--- START OF SOURCE TEXT ---

4.3. Dynamics-Free Training

Most studies pursue an environment simulated with fidelity when training a model with DRL. They believe that the more similar the simulator is to the real world, the better the model’s transferability. However, as demonstrated in Figure 3a, a policy trained in this manner not only learns the mapping from inputs to outputs, but also implicitly learns dynamics, flaws, and biases of the simulator, which are absorbed by the experience data. Even experienced experts cannot accurately describe a robot model, and no simulator exists to capture all of the physical phenomena of the real world [42], especially in a water environment, so a slight simulation deviation, such as frictional error or unmodeled dynamics, can cause a policy learned from the simulator to perform poorly after migrating to the real environment.
In our framework, we trained the navigation policy in a way that is diametrically opposed to previous works. We used Gazebo to build training environments and developed a Gazebo plugin that allows the policy to be trained only considering kinematic and geometric constraints, as shown in Figure 3b. In this way, the learned policy will not contain inaccurate dynamics information, and modeling of the water environment is also avoided. When deploying on the USV, we carefully designed an adaptive controller as the tracking controller according to the USV dynamics, which made it possible for the navigation policy from the dynamics-free training to be transferred to the real environment.

4.4. Domain Randomization

In most previous work [14,25,43], policies were trained in a simple and fixed environment containing single and structured obstacles, which might increase the risk of over-fitting and make it difficult to generalize to unknown and more complex environments. Domain randomization, a simple but promising approach to addressing the reality gap, has been demonstrated in many reinforcement learning efforts. The success of domain randomization rests on the assumption that if the variability in a simulation is sufficiently extensive, then the real world will just be a variation of the simulated environment. Therefore, the resulting model trained in the simulation will be generalizable to the real world without additional training.

--- END OF SOURCE TEXT ---
--- START OF ROWS ---

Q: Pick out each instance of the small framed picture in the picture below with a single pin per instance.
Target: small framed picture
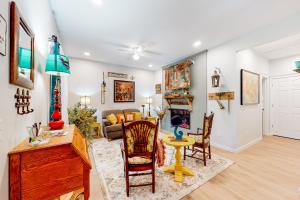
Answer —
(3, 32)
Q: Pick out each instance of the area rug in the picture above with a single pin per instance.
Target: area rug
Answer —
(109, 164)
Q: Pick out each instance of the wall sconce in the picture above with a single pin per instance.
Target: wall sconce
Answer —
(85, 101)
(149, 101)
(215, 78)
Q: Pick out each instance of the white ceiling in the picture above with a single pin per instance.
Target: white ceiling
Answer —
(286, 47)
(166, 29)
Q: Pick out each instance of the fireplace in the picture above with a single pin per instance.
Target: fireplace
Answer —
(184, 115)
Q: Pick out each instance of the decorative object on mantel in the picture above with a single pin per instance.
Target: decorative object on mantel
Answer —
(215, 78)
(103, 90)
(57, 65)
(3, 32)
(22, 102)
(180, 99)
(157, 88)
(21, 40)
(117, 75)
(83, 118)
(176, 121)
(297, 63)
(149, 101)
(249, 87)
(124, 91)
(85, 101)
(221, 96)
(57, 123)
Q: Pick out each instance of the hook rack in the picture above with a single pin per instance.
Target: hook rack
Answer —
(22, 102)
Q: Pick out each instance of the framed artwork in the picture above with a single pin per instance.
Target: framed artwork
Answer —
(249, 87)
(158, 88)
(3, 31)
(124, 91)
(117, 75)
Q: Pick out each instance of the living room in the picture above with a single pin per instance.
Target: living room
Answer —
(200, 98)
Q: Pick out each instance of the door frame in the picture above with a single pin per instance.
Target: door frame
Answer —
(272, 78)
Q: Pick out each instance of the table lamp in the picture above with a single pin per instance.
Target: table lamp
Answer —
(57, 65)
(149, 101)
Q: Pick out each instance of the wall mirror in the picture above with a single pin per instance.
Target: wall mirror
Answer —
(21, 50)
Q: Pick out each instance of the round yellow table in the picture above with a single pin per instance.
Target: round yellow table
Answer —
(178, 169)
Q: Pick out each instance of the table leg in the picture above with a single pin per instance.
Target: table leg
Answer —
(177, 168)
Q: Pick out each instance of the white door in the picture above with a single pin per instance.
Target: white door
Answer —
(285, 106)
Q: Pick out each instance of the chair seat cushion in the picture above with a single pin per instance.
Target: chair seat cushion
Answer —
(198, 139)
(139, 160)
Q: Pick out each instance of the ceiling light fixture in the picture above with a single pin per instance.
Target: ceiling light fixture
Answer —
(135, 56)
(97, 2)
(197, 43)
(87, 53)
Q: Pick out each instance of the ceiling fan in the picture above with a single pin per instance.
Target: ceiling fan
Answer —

--- END OF ROWS ---

(TASKS FOR THIS EXERCISE)
A: List every bracketed reference number cited in the passage on dynamics-free training and domain randomization.
B: Write a continuation of the passage on dynamics-free training and domain randomization, starting after its final sentence.

(ANSWERS TO THE EXERCISE)
A: 42, 14, 25, 43

B:
Although, in principle, domain randomization can be applied to any part of the reality gap, such as observation space, action space, dynamics parameters, etc., in our training environment, dynamics have been removed, so we focus on the challenges of low-fidelity simulation and overfitting in a single training environment. Our domain randomization during training includes the following:
  • The shape, size, and color of obstacles.
  • The position and pose of obstacles.
  • The time interval between adjacent decisions.
  • The noise of RGB images and LiDAR.
We construct the scene layout at random to improve the robustness of the navigation policy. Given that differences in obstacle placement between the virtual environment and the real environment may cause the USV to undertake improper navigation behaviors in the real world, we arrange obstacles in accordance with uniform distribution so as to cover a wide range of changes during training. In addition, we also prepare a variety of obstacles and randomly initialize the pose, colors, and size of obstacles to increase the unstructured characteristics of the environment.
The USV should sample observations and output actions at a good frequency to control motion during navigation in time. If visits are too frequent, it may make the Markov chain too long, and the decay of the discount factor causes the termination reward to have little effect on the early data. If the frequency of visits is very low, then the USV may not respond in time to collide with obstacles during traveling. In the practical application of the navigation policy, we usually set a suitable frequency, but the time interval is often not strictly guaranteed to always be consistent due to hardware limitations and computational resource constraints. Therefore, the random time interval between adjacent decisions is a simple and effective way to simulate realistic delays.
Since real sensors often carry bias and noise, we also add Gaussian noise to lasers and cameras in the training process to improve the robustness of our policy, which helps to bridge the gap between the virtual and reality.

4.5. Curriculum Learning

It is extremely difficult for agents to learn a policy directly from scratch in a complex and changing environment containing a large number of obstacles with uneven distribution and diverse shapes. Manually designing dense rewards is a common approach to alleviating this issue, but too much manual tuning will introduce subjective human sense, and it is easy to fall into local optima [44]. By contrast, appropriate curriculum learning is a better choice for agents to reach their full potential and master difficult tasks quickly. Therefore, we designed an adaptive curriculum learning for navigation in a complex environment.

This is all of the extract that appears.